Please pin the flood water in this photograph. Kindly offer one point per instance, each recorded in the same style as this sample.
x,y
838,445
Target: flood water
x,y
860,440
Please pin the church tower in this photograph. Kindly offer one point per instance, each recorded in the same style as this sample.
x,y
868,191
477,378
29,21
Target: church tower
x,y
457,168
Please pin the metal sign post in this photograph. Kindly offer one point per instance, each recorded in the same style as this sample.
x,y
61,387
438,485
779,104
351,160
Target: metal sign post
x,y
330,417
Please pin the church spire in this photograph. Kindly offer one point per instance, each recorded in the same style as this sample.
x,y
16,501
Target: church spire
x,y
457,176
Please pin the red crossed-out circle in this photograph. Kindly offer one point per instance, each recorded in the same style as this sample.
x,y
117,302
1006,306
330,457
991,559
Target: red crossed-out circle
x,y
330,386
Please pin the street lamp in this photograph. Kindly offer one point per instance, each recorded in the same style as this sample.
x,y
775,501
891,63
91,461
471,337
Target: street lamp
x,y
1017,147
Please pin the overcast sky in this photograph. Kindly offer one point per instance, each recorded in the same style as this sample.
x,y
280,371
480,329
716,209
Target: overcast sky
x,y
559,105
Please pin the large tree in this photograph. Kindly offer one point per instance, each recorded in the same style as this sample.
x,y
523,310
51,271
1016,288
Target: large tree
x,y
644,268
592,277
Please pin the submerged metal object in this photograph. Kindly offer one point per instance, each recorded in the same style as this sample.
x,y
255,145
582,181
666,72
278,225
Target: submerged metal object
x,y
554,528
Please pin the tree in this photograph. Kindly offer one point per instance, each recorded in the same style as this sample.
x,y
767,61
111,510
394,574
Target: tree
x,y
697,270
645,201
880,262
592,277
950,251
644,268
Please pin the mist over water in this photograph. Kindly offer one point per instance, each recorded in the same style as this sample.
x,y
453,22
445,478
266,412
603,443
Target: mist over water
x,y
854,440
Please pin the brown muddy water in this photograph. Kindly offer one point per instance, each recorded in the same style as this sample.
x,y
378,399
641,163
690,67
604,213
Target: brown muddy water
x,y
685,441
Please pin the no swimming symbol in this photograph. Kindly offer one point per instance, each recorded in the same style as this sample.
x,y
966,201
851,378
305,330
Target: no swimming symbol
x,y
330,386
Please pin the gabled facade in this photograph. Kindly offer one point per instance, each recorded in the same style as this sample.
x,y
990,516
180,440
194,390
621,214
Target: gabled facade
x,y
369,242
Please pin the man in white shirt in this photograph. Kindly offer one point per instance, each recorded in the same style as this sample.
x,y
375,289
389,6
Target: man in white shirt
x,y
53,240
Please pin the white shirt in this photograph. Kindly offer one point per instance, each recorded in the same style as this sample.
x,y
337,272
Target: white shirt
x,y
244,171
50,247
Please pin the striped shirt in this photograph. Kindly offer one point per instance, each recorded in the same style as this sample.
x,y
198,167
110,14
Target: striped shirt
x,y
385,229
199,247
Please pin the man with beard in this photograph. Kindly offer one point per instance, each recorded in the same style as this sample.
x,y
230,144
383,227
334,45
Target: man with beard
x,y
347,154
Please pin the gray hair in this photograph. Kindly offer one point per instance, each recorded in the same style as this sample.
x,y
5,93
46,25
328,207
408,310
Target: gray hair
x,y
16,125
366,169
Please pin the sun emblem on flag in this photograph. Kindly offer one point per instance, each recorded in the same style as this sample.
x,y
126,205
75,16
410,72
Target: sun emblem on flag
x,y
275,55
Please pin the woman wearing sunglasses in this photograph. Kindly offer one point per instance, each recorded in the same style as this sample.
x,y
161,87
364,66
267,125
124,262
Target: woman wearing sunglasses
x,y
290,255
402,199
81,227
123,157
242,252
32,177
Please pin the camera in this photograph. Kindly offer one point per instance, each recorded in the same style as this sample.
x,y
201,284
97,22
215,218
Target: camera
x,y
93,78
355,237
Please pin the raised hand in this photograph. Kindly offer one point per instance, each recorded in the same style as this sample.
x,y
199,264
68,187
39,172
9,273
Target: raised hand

━━━━━━━━━━

Your objective
Exactly as written above, please repeat the entries.

The response
Please pin the flood water in this photograph. Kindly offer one point per instance, each recorded in the same style as this sample.
x,y
838,445
Target: flood water
x,y
860,440
Please pin the church tower in this photograph. Kindly offer one point per instance, each recorded in the same style as this sample.
x,y
868,191
477,378
29,21
Target: church tower
x,y
457,168
Please pin the metal sign post in this photograph. Kindly offer one point per instance, each recorded in the same style as this sample.
x,y
61,387
438,485
779,104
351,160
Target: metal sign post
x,y
330,417
Please pin the church spire in this photograph. Kindly offer one point per instance, each recorded in the same style as this sample.
x,y
16,501
Target: church spire
x,y
457,176
Please pin the red crossed-out circle in this photograph. Kindly offer one point per instance, each recorded in the same style as this sample.
x,y
117,302
1006,306
330,457
991,559
Target: red crossed-out circle
x,y
330,386
Please pin the street lamp in this photograph. Kindly offer one point per instance, each recorded in the same style as this sample.
x,y
775,501
891,63
91,461
471,337
Target: street lamp
x,y
1017,147
Please pin the overcast sky in this photograph. Kindly offer one point per instance, each recorded in the same style as this sample.
x,y
280,371
480,329
716,209
Target: overcast sky
x,y
559,105
Please pin the large tree in this photograph. Kindly offer one point per instance, each recorded in the same style as this sample.
x,y
523,310
51,271
1016,288
Target: large tree
x,y
644,268
592,277
Please pin the submerged metal object in this photograph. Kindly offer one point per instance, each recorded in the same style as this sample.
x,y
255,145
582,181
666,72
278,225
Target: submerged metal object
x,y
554,528
Please pin the tree in this photograph. Kindly offer one point per instance, each recorded in the same style as this sample.
x,y
767,61
111,510
394,574
Target: tree
x,y
697,270
645,201
880,262
592,277
950,251
644,268
Please pin the mist over water in this photograph. Kindly offer one point per instance, each recorded in the same style as this sample.
x,y
453,22
445,478
266,412
603,443
Target: mist over water
x,y
854,440
Please pin the brown muddy water in this photograph. Kindly offer one point per instance, each recorded in the same style as this sample.
x,y
378,399
641,163
690,67
604,213
Target: brown muddy water
x,y
685,441
Please pin the no swimming symbol in this photograph. Kindly offer one point per instance, each recorded in the same style as this sample.
x,y
966,201
851,378
305,330
Target: no swimming symbol
x,y
330,386
Please pin the gabled facade in this photograph. Kindly offer one point per instance, each recorded in the same style as this sample.
x,y
990,516
180,440
194,390
621,214
Target: gabled facade
x,y
369,242
Please pin the man in white shirt in this photograph. Kindly offer one point per instance, each recorded in the same style as this sample.
x,y
375,289
389,6
Target: man in white shirt
x,y
53,240
Please pin the white shirt in this photograph. Kindly offer one point per instance, each recorded in the same style as this sample.
x,y
337,272
Target: white shirt
x,y
244,171
50,247
Please pin the striped shirt in this photograph. Kindly offer one point per instance, each recorded in the same style as this sample.
x,y
198,167
110,14
Target: striped shirt
x,y
385,229
199,247
Please pin the man with beard in this photograph. Kindly offer one point per instance, each recorded in the same style as this sample.
x,y
230,144
383,227
334,45
Target: man with beard
x,y
347,154
Please pin the gray hair in this photograph. Kindly offer one point per instance, each recorded in the same style as this sample.
x,y
5,93
46,25
328,207
408,310
Target: gray hair
x,y
16,125
366,169
Please pin the sun emblem on flag in this photograph. Kindly offer one point per instance, each recorded in the same style as this sample.
x,y
126,205
75,16
410,72
Target: sun emblem on flag
x,y
275,55
Please pin the woman wearing sunglasses in this photograph. Kindly offer one point per instance, each recorded in the same style as this sample.
x,y
161,87
364,66
267,125
124,262
Target: woman wearing sunglasses
x,y
290,255
402,199
81,227
123,157
242,252
32,177
Please pin the camera in this photograph. Kindly offer one point per instance, each recorded in the same style as this sample.
x,y
201,284
97,22
215,218
Target: camera
x,y
93,78
355,237
Please pin the raised hand in this photograph. Kindly offer one point per instance, each recorded in the same style as this sample.
x,y
199,264
68,187
39,172
9,273
Target: raised hand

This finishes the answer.